Copy out the items below without any change, starting at the line that contains "Exercise. Point to the marble" and continuing up to and including the final line of the items.

>> begin

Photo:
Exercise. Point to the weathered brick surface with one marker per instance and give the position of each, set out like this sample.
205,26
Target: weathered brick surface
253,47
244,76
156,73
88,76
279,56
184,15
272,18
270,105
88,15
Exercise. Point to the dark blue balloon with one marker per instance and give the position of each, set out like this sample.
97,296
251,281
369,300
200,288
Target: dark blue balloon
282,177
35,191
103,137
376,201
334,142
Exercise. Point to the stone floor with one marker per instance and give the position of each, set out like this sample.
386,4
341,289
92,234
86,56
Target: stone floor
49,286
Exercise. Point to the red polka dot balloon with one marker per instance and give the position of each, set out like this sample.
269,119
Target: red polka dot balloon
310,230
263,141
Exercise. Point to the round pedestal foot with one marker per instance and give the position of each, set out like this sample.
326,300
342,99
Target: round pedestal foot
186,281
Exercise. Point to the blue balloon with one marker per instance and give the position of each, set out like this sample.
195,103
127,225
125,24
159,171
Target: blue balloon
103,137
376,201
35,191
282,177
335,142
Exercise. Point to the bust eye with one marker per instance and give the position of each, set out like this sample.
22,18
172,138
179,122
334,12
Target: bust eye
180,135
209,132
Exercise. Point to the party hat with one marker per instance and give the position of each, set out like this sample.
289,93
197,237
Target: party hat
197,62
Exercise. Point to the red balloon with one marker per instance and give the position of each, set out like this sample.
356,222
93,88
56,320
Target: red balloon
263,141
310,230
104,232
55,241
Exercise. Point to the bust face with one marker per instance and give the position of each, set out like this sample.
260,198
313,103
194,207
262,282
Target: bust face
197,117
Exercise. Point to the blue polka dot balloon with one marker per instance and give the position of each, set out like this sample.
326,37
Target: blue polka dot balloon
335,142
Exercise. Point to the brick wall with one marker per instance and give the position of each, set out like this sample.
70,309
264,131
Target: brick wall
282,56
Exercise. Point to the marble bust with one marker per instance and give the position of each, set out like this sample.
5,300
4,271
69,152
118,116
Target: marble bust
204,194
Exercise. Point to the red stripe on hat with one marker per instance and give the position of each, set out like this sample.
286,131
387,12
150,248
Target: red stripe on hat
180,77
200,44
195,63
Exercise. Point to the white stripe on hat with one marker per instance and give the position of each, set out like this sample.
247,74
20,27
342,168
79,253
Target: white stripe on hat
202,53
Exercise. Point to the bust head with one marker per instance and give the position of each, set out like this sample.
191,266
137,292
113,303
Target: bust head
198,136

>> end

Answer to the exercise:
Exercise. Point to the marble bust with one marker per instance and give the position of each, set out like this sample.
5,300
4,271
69,152
118,116
Target: marble bust
204,194
Exercise. Point to the red stripe on hat with one marker per instance and give the position of each, set out like this sample.
286,131
387,12
150,248
Target: red stripe on hat
180,77
200,44
195,63
Exercise. Point to the white stripe on hat with one marker per instance and give the position of each, set out like this sample.
247,74
20,27
342,168
79,253
Target: white stripe on hat
202,53
Exercise. Point to the bust head with one marker per instance and give the position of each, set out like this sample.
191,266
137,292
113,303
Target: bust head
198,136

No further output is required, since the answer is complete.